Material to process |
^^^^^^^^

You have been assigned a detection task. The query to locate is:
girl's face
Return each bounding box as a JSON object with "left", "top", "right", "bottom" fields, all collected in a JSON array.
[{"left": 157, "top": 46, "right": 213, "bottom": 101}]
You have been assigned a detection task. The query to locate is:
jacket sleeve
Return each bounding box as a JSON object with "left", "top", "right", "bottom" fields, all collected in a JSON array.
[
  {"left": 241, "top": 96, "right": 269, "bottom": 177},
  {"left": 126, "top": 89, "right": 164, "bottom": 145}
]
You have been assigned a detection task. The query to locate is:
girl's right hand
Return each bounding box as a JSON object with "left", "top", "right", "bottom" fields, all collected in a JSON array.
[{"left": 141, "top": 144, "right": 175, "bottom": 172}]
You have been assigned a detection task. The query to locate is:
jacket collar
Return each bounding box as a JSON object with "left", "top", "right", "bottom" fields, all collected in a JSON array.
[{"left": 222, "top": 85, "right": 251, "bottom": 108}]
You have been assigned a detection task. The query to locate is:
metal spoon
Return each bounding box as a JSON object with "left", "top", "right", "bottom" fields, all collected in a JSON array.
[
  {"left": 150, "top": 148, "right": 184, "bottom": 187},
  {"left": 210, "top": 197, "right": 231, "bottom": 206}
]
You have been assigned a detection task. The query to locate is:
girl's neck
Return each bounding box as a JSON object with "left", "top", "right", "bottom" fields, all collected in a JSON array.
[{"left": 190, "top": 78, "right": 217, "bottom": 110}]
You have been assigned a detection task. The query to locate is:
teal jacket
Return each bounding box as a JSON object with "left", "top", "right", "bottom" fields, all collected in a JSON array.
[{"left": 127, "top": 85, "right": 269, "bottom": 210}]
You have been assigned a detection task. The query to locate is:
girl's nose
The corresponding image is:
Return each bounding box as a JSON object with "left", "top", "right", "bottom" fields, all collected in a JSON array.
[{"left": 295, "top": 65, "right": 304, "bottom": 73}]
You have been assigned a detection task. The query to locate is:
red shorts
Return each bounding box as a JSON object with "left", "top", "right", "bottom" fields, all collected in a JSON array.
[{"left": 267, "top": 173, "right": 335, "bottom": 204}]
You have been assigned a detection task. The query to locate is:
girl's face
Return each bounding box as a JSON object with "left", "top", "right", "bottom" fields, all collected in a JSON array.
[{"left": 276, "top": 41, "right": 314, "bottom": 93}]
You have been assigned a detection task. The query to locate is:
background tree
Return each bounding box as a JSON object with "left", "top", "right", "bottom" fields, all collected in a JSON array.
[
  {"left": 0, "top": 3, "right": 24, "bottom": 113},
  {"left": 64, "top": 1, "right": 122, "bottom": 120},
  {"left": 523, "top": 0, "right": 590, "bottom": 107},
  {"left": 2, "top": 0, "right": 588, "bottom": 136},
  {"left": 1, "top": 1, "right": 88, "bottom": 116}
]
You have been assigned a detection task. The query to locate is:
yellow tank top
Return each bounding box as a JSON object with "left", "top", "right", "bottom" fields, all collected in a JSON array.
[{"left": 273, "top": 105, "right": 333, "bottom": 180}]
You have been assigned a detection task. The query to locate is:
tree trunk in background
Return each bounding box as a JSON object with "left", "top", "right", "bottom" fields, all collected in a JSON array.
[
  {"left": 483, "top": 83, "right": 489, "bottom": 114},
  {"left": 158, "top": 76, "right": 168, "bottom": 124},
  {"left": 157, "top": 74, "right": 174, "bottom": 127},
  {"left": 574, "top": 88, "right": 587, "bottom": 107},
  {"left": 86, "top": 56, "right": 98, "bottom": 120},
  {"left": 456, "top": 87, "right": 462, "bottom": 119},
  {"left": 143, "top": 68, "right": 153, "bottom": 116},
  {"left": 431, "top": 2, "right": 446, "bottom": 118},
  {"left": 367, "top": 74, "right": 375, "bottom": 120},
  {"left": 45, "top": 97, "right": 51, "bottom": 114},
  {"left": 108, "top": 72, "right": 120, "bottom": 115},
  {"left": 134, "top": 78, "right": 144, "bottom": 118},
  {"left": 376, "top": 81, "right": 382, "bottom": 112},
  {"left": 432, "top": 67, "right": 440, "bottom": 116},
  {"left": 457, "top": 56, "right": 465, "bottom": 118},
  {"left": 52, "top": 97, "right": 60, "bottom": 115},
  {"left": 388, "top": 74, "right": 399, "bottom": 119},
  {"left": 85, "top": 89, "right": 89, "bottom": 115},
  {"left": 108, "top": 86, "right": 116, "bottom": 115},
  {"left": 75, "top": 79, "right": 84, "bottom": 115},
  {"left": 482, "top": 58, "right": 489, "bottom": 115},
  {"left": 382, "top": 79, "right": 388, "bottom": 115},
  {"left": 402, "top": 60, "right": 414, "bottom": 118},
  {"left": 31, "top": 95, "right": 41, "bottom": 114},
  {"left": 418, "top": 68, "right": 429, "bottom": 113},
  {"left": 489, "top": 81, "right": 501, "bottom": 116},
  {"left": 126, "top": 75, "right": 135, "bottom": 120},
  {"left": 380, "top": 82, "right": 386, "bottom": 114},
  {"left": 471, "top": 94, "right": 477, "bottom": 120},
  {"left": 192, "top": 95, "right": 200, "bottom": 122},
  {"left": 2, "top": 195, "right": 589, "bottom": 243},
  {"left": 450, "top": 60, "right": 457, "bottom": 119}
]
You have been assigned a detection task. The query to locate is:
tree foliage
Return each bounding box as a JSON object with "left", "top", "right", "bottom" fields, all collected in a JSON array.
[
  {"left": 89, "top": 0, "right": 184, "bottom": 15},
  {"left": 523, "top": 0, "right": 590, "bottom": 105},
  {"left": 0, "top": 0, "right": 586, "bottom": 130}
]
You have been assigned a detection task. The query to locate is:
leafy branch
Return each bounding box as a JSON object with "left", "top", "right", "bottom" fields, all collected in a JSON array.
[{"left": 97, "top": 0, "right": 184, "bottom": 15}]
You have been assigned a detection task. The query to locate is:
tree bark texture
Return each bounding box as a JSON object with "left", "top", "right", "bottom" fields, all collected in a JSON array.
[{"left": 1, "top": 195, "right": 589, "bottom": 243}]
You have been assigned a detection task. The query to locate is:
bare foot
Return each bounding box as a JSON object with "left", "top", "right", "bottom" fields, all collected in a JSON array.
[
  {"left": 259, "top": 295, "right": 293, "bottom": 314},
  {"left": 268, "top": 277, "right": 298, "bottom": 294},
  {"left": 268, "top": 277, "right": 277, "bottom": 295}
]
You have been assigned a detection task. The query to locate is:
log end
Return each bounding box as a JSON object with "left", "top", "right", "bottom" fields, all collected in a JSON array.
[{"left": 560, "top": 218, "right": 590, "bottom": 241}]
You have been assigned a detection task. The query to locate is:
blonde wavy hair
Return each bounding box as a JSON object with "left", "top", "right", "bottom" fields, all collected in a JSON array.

^^^^^^^^

What this task involves |
Filter the listing above for the string "tree" and copy every matching line.

Answer box |
background tree
tree trunk in background
tree foliage
tree bark texture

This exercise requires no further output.